### Activity
Return all of the following entries as written, but without the images.

Start of Data extract

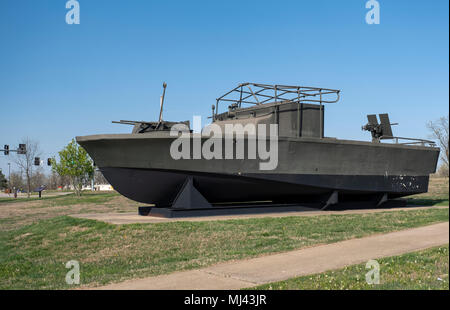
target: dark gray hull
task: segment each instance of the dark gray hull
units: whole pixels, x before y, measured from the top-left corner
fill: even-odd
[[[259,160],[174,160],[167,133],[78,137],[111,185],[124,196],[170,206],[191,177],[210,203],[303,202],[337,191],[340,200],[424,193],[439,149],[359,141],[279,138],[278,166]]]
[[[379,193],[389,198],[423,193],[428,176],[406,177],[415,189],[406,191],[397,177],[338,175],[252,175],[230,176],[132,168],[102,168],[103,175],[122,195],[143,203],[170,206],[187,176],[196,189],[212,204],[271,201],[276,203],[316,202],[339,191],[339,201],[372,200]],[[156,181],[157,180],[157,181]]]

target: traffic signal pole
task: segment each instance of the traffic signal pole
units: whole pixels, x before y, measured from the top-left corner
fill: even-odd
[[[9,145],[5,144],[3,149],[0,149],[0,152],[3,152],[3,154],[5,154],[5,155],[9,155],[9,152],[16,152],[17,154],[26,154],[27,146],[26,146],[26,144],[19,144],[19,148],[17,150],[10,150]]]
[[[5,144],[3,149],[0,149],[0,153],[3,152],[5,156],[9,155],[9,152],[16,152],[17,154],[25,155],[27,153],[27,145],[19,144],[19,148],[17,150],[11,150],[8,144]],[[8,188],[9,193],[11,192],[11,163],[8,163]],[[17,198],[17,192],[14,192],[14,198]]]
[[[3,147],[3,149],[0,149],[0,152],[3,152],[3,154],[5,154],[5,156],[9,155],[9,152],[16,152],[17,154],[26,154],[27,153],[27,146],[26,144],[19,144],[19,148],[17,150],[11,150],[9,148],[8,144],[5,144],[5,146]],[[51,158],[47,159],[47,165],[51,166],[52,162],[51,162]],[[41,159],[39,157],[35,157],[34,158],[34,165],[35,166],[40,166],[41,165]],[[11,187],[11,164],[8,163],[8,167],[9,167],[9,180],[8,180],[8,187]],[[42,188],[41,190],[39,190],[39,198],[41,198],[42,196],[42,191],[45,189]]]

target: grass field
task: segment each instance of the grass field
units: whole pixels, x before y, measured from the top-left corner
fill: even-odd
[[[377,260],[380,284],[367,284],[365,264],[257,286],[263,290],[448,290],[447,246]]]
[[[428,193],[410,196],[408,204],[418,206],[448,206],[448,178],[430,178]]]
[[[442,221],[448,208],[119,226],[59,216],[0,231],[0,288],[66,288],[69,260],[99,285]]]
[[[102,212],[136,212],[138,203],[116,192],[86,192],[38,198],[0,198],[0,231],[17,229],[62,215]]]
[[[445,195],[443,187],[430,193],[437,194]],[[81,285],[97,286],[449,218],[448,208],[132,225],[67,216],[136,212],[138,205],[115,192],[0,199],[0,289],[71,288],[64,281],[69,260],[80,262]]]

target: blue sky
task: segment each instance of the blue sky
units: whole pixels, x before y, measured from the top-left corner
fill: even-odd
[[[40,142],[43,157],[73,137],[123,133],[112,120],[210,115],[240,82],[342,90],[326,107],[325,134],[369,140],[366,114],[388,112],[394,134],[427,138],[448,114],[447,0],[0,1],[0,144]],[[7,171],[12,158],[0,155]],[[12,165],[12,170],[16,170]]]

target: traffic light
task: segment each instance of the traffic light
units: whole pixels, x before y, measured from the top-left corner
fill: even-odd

End of Data extract

### Response to this exercise
target: dark gray hull
task: segment each instance of the dark gray hull
units: whole pixels, x before y, measured from the top-left corner
fill: even-odd
[[[259,160],[174,160],[167,133],[78,137],[111,185],[124,196],[170,206],[191,177],[210,203],[303,202],[337,191],[340,200],[424,193],[439,149],[359,141],[279,138],[278,166]]]
[[[379,193],[389,198],[423,193],[428,176],[406,177],[415,189],[406,191],[397,177],[338,175],[252,175],[230,176],[132,168],[102,168],[103,175],[122,195],[143,203],[170,206],[187,176],[196,189],[212,204],[271,201],[276,203],[316,202],[339,191],[339,201],[372,200]],[[156,181],[157,180],[157,181]]]

target: traffic signal pole
task: segment each instance of the traffic signal pole
units: whole pixels, x before y, measured from the top-left corner
fill: even-odd
[[[9,145],[5,144],[3,149],[0,149],[0,152],[3,152],[3,154],[5,154],[5,155],[9,155],[9,152],[16,152],[17,154],[26,154],[27,146],[26,146],[26,144],[19,144],[19,148],[17,150],[10,150]]]
[[[5,144],[3,149],[0,149],[0,153],[3,152],[5,156],[9,155],[9,152],[16,152],[17,154],[25,155],[27,153],[27,145],[19,144],[19,148],[17,150],[11,150],[8,144]],[[8,188],[9,193],[11,192],[11,163],[8,163]],[[17,198],[17,192],[14,192],[14,198]]]
[[[3,147],[3,149],[0,149],[0,152],[3,152],[3,154],[5,154],[5,156],[9,155],[9,152],[16,152],[17,154],[26,154],[27,153],[27,146],[26,144],[19,144],[19,148],[17,150],[11,150],[9,148],[8,144],[5,144],[5,146]],[[51,158],[47,159],[47,165],[51,166],[52,162],[51,162]],[[41,159],[39,157],[35,157],[34,158],[34,165],[35,166],[40,166],[41,165]],[[11,187],[11,164],[8,163],[8,167],[9,167],[9,180],[8,180],[8,187]],[[42,188],[41,190],[39,190],[39,198],[41,198],[42,196],[42,191],[45,189]]]

target: grass field
task: segment each instance of the grass field
units: whole pixels, x before y, measured from the top-left corner
fill: even-odd
[[[377,260],[380,284],[367,284],[365,264],[257,286],[263,290],[448,290],[447,246]]]
[[[428,193],[410,196],[408,204],[418,206],[448,206],[448,178],[430,178]]]
[[[442,221],[448,208],[119,226],[59,216],[0,231],[0,288],[66,288],[69,260],[99,285]]]
[[[102,212],[136,212],[138,203],[116,192],[86,192],[38,198],[0,198],[0,231],[17,229],[62,215]]]
[[[445,195],[443,187],[430,193],[437,194]],[[81,285],[97,286],[449,218],[448,208],[132,225],[67,216],[136,212],[138,205],[115,192],[0,199],[0,289],[71,288],[64,281],[69,260],[80,262]]]

target: blue sky
task: segment each instance of the blue sky
units: whole pixels, x before y, measured from the top-left corner
fill: even-odd
[[[40,142],[43,157],[73,137],[123,133],[112,120],[210,115],[240,82],[342,90],[326,107],[325,134],[369,140],[366,114],[388,112],[394,134],[427,138],[448,114],[447,0],[0,1],[0,144]],[[7,171],[12,158],[0,155]],[[12,165],[12,170],[16,170]]]

target: traffic light
task: segment each instance of the traffic light
units: whole pixels, x before y, measured from the top-left corner
fill: even-odd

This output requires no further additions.